_Work to complete_
Send each entry back exactly as given, pictures excluded.

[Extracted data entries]
━━━━━━━━━━━━━━━━

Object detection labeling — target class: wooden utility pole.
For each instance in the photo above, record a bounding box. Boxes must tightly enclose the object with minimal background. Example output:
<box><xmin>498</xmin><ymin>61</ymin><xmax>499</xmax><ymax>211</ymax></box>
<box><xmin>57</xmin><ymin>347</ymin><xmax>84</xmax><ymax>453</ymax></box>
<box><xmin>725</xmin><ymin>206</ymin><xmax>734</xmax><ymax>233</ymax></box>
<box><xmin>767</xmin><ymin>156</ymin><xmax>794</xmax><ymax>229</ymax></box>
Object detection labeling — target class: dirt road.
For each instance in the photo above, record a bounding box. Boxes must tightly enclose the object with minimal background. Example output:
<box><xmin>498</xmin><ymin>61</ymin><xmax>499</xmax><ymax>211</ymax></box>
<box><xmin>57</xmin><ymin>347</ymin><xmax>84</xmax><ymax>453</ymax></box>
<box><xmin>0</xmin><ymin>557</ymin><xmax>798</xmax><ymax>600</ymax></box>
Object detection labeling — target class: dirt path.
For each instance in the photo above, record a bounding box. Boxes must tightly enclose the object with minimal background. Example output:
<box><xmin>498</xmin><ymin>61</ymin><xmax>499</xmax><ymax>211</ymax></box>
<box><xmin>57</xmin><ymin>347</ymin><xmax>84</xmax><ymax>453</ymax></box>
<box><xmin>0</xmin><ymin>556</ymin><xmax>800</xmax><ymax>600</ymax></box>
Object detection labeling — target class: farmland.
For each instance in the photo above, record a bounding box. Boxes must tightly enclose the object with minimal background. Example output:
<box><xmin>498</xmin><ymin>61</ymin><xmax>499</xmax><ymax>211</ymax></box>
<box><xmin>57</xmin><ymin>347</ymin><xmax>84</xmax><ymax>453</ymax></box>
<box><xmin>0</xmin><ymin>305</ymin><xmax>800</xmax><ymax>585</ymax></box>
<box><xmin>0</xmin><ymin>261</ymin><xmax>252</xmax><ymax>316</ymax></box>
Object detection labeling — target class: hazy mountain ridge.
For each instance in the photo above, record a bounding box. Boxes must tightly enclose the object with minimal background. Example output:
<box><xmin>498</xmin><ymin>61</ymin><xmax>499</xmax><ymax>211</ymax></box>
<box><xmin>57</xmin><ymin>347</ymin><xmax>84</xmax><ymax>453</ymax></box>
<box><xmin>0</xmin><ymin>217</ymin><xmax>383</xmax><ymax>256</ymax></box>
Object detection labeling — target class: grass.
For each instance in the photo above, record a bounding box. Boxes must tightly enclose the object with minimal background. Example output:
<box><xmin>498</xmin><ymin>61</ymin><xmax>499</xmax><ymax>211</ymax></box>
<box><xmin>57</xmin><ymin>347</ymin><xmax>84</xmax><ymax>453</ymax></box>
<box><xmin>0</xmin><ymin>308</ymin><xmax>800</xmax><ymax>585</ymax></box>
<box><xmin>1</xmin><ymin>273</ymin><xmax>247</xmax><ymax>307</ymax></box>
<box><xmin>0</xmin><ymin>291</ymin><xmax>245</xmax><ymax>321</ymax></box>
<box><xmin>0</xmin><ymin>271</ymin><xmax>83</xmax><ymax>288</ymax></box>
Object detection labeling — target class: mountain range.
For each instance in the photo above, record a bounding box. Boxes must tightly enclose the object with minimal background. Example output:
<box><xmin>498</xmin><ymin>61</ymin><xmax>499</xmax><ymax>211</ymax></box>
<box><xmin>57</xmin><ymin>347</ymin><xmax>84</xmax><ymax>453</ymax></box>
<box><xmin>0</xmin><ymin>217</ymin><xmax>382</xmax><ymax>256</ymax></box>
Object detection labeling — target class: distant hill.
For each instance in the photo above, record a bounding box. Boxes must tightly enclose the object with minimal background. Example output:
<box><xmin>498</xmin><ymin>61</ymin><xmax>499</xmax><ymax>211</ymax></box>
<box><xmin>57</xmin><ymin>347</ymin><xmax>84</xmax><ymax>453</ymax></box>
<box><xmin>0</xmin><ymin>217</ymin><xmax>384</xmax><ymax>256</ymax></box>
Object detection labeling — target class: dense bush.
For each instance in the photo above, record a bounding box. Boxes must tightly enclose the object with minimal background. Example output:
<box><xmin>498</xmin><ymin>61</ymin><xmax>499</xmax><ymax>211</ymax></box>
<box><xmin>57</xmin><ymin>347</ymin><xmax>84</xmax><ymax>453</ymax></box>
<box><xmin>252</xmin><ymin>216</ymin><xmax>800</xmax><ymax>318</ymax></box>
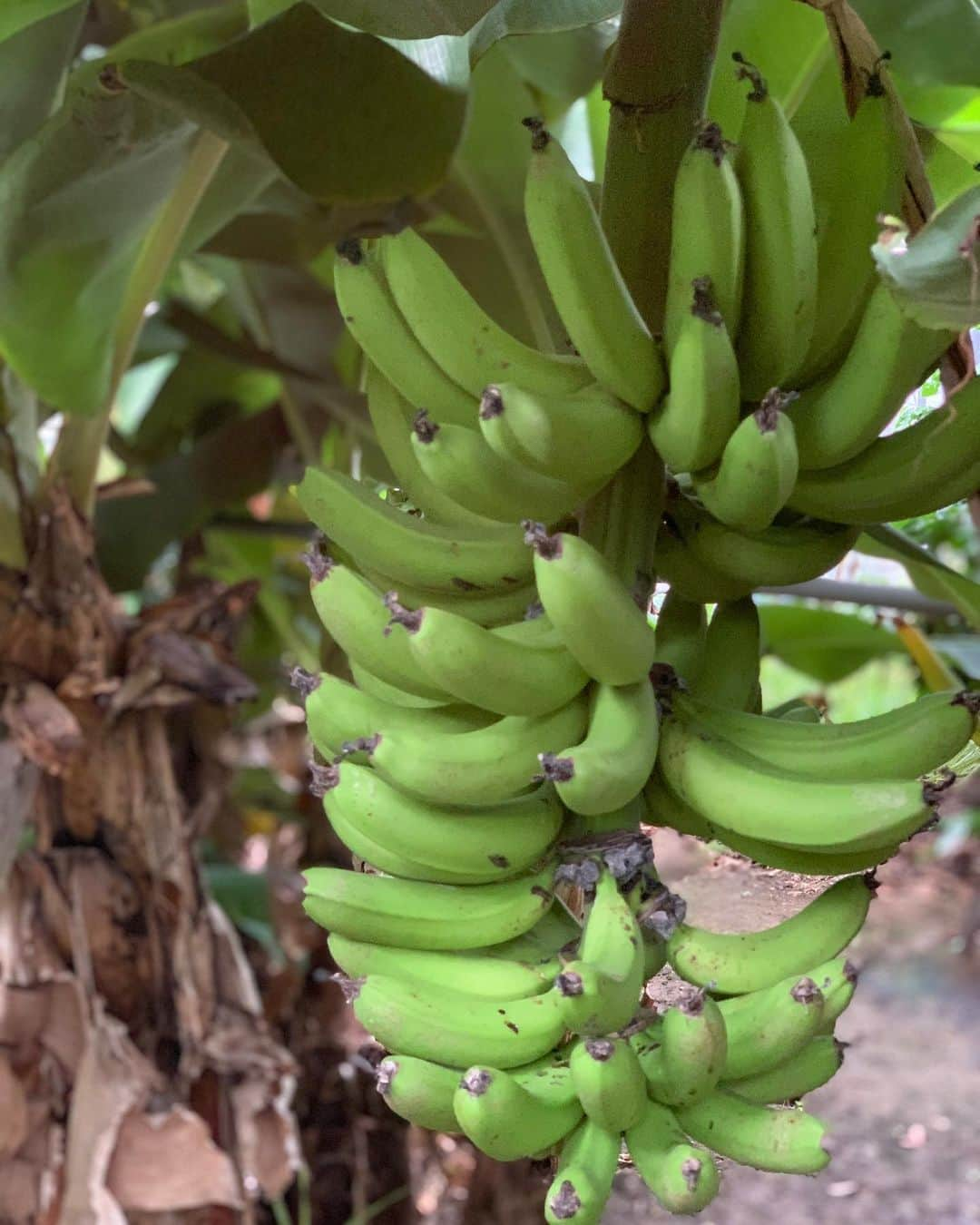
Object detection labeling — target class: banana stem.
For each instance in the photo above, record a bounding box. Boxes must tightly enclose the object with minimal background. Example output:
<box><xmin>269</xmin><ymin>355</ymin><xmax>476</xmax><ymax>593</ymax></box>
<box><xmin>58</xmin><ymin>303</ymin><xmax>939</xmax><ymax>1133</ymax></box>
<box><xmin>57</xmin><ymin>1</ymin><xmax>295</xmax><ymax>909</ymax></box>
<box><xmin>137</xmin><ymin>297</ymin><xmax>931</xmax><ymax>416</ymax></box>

━━━━━━━━━━━━━━━━

_Full response_
Object detection labeling — target class: wooden utility pole.
For each instance in the photo above, record a bounding box. Boxes must tightly enclose the object with minimal background. Example output:
<box><xmin>498</xmin><ymin>61</ymin><xmax>499</xmax><ymax>211</ymax></box>
<box><xmin>57</xmin><ymin>347</ymin><xmax>84</xmax><ymax>453</ymax></box>
<box><xmin>725</xmin><ymin>206</ymin><xmax>734</xmax><ymax>233</ymax></box>
<box><xmin>767</xmin><ymin>156</ymin><xmax>794</xmax><ymax>229</ymax></box>
Object detection labeling — target class: dirt road.
For each instance in the photo above, record a bounding box. Boxes must tightly enclose the object with minimal background. Example output:
<box><xmin>498</xmin><ymin>61</ymin><xmax>499</xmax><ymax>211</ymax></box>
<box><xmin>57</xmin><ymin>347</ymin><xmax>84</xmax><ymax>453</ymax></box>
<box><xmin>0</xmin><ymin>557</ymin><xmax>798</xmax><ymax>600</ymax></box>
Object detection labeling — target class: dirt path.
For each instance in the photo above, record a bounding box. Boxes must tightly enclose the object with minimal background. Example output:
<box><xmin>498</xmin><ymin>61</ymin><xmax>499</xmax><ymax>211</ymax></box>
<box><xmin>57</xmin><ymin>347</ymin><xmax>84</xmax><ymax>453</ymax></box>
<box><xmin>0</xmin><ymin>556</ymin><xmax>800</xmax><ymax>600</ymax></box>
Object detection labeling — target class: farmland.
For each instance in the photo above, record a bounding box. Boxes must tightly enclose the object with minimal background. Example output:
<box><xmin>498</xmin><ymin>61</ymin><xmax>499</xmax><ymax>211</ymax></box>
<box><xmin>57</xmin><ymin>347</ymin><xmax>84</xmax><ymax>453</ymax></box>
<box><xmin>0</xmin><ymin>305</ymin><xmax>800</xmax><ymax>585</ymax></box>
<box><xmin>0</xmin><ymin>261</ymin><xmax>252</xmax><ymax>316</ymax></box>
Object detection labeling — target class: hazy mountain ridge.
For each instance in the photo above, record a bounding box. Boxes must tightly enclose the object with minimal background. Example output:
<box><xmin>498</xmin><ymin>61</ymin><xmax>499</xmax><ymax>211</ymax></box>
<box><xmin>57</xmin><ymin>347</ymin><xmax>84</xmax><ymax>453</ymax></box>
<box><xmin>0</xmin><ymin>217</ymin><xmax>383</xmax><ymax>256</ymax></box>
Object detection labeling — target class: grass.
For each instance in the photo above, record a bounding box. Boxes must tightly enclose the object with minimal background. Example output:
<box><xmin>498</xmin><ymin>61</ymin><xmax>499</xmax><ymax>211</ymax></box>
<box><xmin>57</xmin><ymin>347</ymin><xmax>84</xmax><ymax>453</ymax></box>
<box><xmin>0</xmin><ymin>308</ymin><xmax>800</xmax><ymax>585</ymax></box>
<box><xmin>1</xmin><ymin>273</ymin><xmax>247</xmax><ymax>307</ymax></box>
<box><xmin>0</xmin><ymin>291</ymin><xmax>245</xmax><ymax>321</ymax></box>
<box><xmin>0</xmin><ymin>271</ymin><xmax>83</xmax><ymax>288</ymax></box>
Object detection labeling — target class: mountain range.
For each instance in the photo above, record a bounding box. Boxes must tightly enclose the object with minimal background. Example output:
<box><xmin>498</xmin><ymin>61</ymin><xmax>499</xmax><ymax>211</ymax></box>
<box><xmin>57</xmin><ymin>347</ymin><xmax>84</xmax><ymax>453</ymax></box>
<box><xmin>0</xmin><ymin>217</ymin><xmax>382</xmax><ymax>256</ymax></box>
Object detection labeling — target class: distant hill.
For each instance in the photo above, record a bounding box. Boxes must tightly enclose the object with minimal background. Example output:
<box><xmin>498</xmin><ymin>61</ymin><xmax>499</xmax><ymax>211</ymax></box>
<box><xmin>57</xmin><ymin>347</ymin><xmax>84</xmax><ymax>453</ymax></box>
<box><xmin>0</xmin><ymin>217</ymin><xmax>384</xmax><ymax>256</ymax></box>
Object detection labeling — target class: dense bush.
For each instance in the photo above, record a bounding box. Boxes must tightly enclose the object with minimal background. Example output:
<box><xmin>498</xmin><ymin>61</ymin><xmax>499</xmax><ymax>211</ymax></box>
<box><xmin>57</xmin><ymin>347</ymin><xmax>84</xmax><ymax>453</ymax></box>
<box><xmin>252</xmin><ymin>216</ymin><xmax>800</xmax><ymax>318</ymax></box>
Object detection labeling — target class: banana stem.
For each instance in the photo above, record a bounding box. Boxes must tightly enclose the object with minimal background. Example output:
<box><xmin>269</xmin><ymin>355</ymin><xmax>476</xmax><ymax>593</ymax></box>
<box><xmin>58</xmin><ymin>303</ymin><xmax>939</xmax><ymax>1133</ymax></box>
<box><xmin>57</xmin><ymin>1</ymin><xmax>295</xmax><ymax>909</ymax></box>
<box><xmin>137</xmin><ymin>297</ymin><xmax>931</xmax><ymax>416</ymax></box>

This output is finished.